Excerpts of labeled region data
------------------------------

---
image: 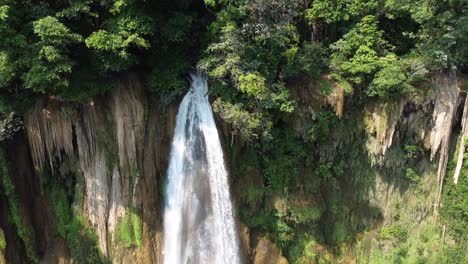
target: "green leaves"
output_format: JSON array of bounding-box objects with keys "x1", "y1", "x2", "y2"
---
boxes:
[
  {"x1": 213, "y1": 99, "x2": 273, "y2": 141},
  {"x1": 33, "y1": 16, "x2": 82, "y2": 46},
  {"x1": 23, "y1": 16, "x2": 82, "y2": 93},
  {"x1": 86, "y1": 5, "x2": 152, "y2": 72}
]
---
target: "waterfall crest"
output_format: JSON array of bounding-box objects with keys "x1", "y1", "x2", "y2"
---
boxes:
[{"x1": 163, "y1": 74, "x2": 241, "y2": 264}]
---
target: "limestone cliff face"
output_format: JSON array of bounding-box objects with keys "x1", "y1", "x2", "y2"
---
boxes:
[
  {"x1": 12, "y1": 75, "x2": 177, "y2": 263},
  {"x1": 0, "y1": 72, "x2": 468, "y2": 264}
]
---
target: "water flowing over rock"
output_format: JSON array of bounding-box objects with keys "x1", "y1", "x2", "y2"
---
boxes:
[
  {"x1": 25, "y1": 77, "x2": 144, "y2": 256},
  {"x1": 453, "y1": 95, "x2": 468, "y2": 184},
  {"x1": 431, "y1": 71, "x2": 460, "y2": 210},
  {"x1": 365, "y1": 100, "x2": 406, "y2": 164},
  {"x1": 253, "y1": 236, "x2": 288, "y2": 264},
  {"x1": 163, "y1": 72, "x2": 241, "y2": 264}
]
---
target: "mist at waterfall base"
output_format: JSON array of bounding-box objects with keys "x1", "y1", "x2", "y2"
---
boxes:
[{"x1": 163, "y1": 74, "x2": 241, "y2": 264}]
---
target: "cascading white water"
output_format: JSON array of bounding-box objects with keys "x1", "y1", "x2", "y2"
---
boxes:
[{"x1": 163, "y1": 74, "x2": 241, "y2": 264}]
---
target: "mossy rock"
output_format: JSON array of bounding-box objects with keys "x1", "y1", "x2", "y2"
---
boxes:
[{"x1": 0, "y1": 228, "x2": 6, "y2": 252}]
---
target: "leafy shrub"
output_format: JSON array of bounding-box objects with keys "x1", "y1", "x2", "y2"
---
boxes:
[
  {"x1": 290, "y1": 206, "x2": 322, "y2": 223},
  {"x1": 213, "y1": 98, "x2": 273, "y2": 141},
  {"x1": 405, "y1": 168, "x2": 421, "y2": 183},
  {"x1": 115, "y1": 209, "x2": 143, "y2": 247},
  {"x1": 243, "y1": 186, "x2": 265, "y2": 206},
  {"x1": 0, "y1": 148, "x2": 39, "y2": 263},
  {"x1": 308, "y1": 110, "x2": 337, "y2": 143},
  {"x1": 0, "y1": 228, "x2": 6, "y2": 251},
  {"x1": 263, "y1": 130, "x2": 305, "y2": 193},
  {"x1": 380, "y1": 226, "x2": 408, "y2": 242},
  {"x1": 51, "y1": 184, "x2": 104, "y2": 264},
  {"x1": 404, "y1": 144, "x2": 423, "y2": 159},
  {"x1": 283, "y1": 42, "x2": 327, "y2": 79}
]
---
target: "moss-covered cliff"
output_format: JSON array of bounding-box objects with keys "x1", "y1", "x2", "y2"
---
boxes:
[{"x1": 0, "y1": 69, "x2": 467, "y2": 263}]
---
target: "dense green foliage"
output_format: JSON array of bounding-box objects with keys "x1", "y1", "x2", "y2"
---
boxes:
[
  {"x1": 0, "y1": 0, "x2": 468, "y2": 263},
  {"x1": 115, "y1": 209, "x2": 142, "y2": 247},
  {"x1": 46, "y1": 162, "x2": 105, "y2": 263},
  {"x1": 0, "y1": 148, "x2": 39, "y2": 263},
  {"x1": 0, "y1": 228, "x2": 6, "y2": 251}
]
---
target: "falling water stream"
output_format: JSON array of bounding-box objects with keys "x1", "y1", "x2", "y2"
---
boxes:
[{"x1": 163, "y1": 74, "x2": 241, "y2": 264}]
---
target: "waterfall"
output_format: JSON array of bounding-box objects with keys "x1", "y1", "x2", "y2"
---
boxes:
[{"x1": 163, "y1": 74, "x2": 241, "y2": 264}]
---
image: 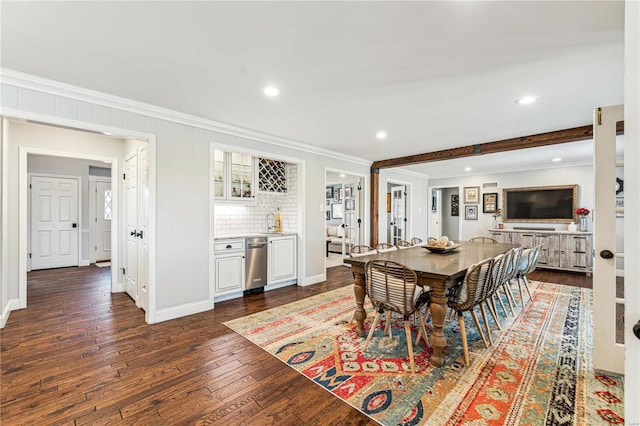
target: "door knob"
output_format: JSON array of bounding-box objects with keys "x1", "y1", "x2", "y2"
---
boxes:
[{"x1": 600, "y1": 250, "x2": 613, "y2": 259}]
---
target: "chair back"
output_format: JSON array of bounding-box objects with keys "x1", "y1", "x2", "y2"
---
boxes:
[
  {"x1": 349, "y1": 245, "x2": 377, "y2": 257},
  {"x1": 365, "y1": 260, "x2": 418, "y2": 315},
  {"x1": 396, "y1": 240, "x2": 413, "y2": 250},
  {"x1": 448, "y1": 258, "x2": 493, "y2": 311},
  {"x1": 469, "y1": 237, "x2": 498, "y2": 244},
  {"x1": 376, "y1": 243, "x2": 398, "y2": 253}
]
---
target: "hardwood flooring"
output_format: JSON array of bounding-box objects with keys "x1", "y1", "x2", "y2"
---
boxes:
[{"x1": 0, "y1": 266, "x2": 591, "y2": 426}]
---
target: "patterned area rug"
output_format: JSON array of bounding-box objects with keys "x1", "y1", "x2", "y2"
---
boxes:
[{"x1": 225, "y1": 282, "x2": 624, "y2": 425}]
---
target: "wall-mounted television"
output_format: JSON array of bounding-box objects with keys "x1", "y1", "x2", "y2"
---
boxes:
[{"x1": 502, "y1": 185, "x2": 578, "y2": 223}]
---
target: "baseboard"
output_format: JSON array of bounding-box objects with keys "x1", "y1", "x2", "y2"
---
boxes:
[
  {"x1": 155, "y1": 300, "x2": 211, "y2": 322},
  {"x1": 0, "y1": 299, "x2": 20, "y2": 328},
  {"x1": 298, "y1": 270, "x2": 327, "y2": 287}
]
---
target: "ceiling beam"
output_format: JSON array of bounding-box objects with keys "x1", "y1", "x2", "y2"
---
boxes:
[{"x1": 371, "y1": 121, "x2": 624, "y2": 169}]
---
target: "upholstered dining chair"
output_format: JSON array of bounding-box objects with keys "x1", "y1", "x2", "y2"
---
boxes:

------------------------------

— Task goal —
Which lines in the items above contain the word "rock"? Copy out each of them.

— Solution to the exercise —
target: "water flowing over rock"
target: "mossy rock"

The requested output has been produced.